_Your task_: Repeat the records below word for word, leaving out the pictures.

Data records
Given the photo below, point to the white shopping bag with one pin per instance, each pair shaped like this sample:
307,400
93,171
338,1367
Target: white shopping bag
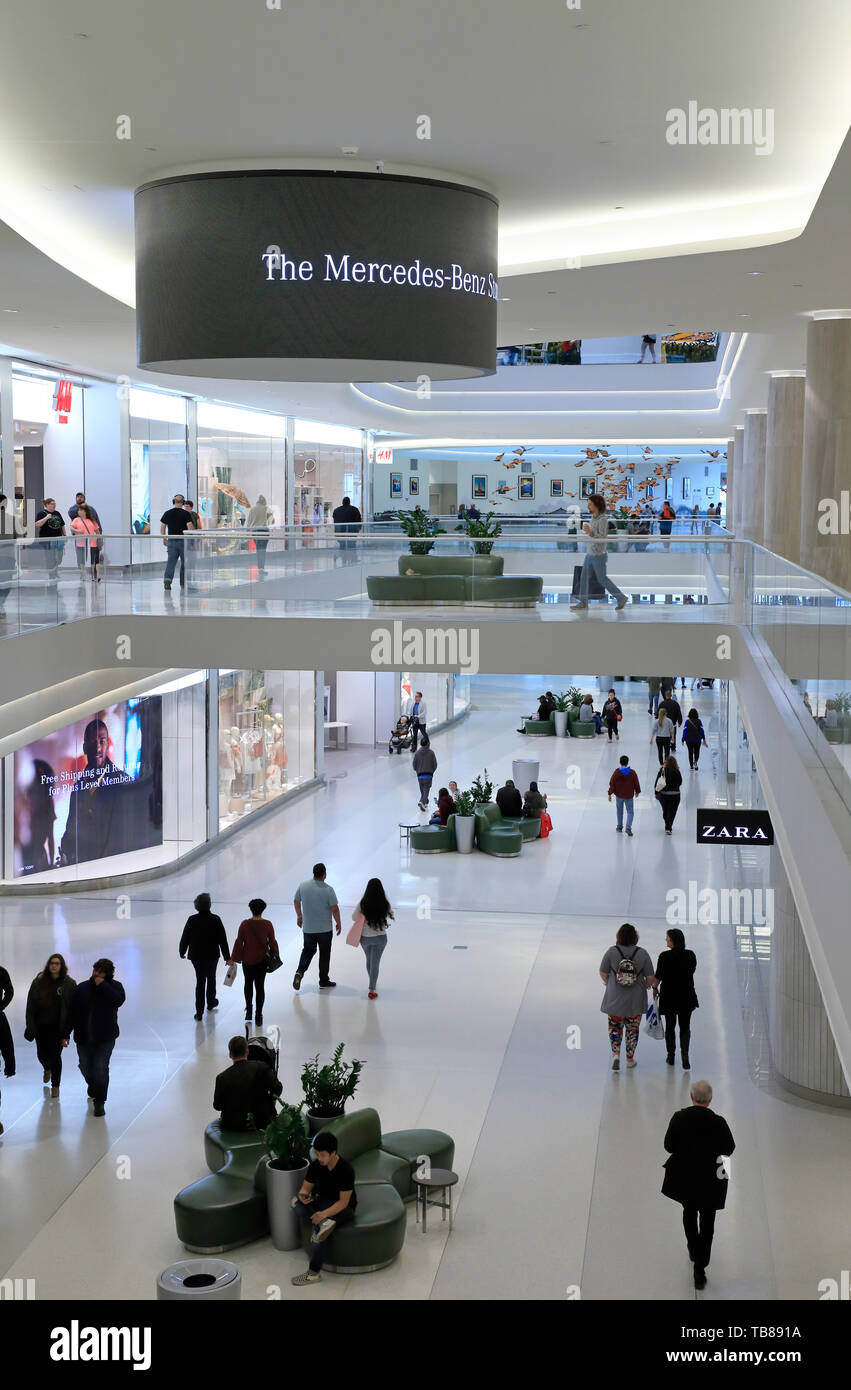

_Response for this exercise_:
Given the photo below, point to the white shopping bag with one pin per instance, each pair shaped like this sample:
307,400
93,171
338,1367
Target: white shopping bag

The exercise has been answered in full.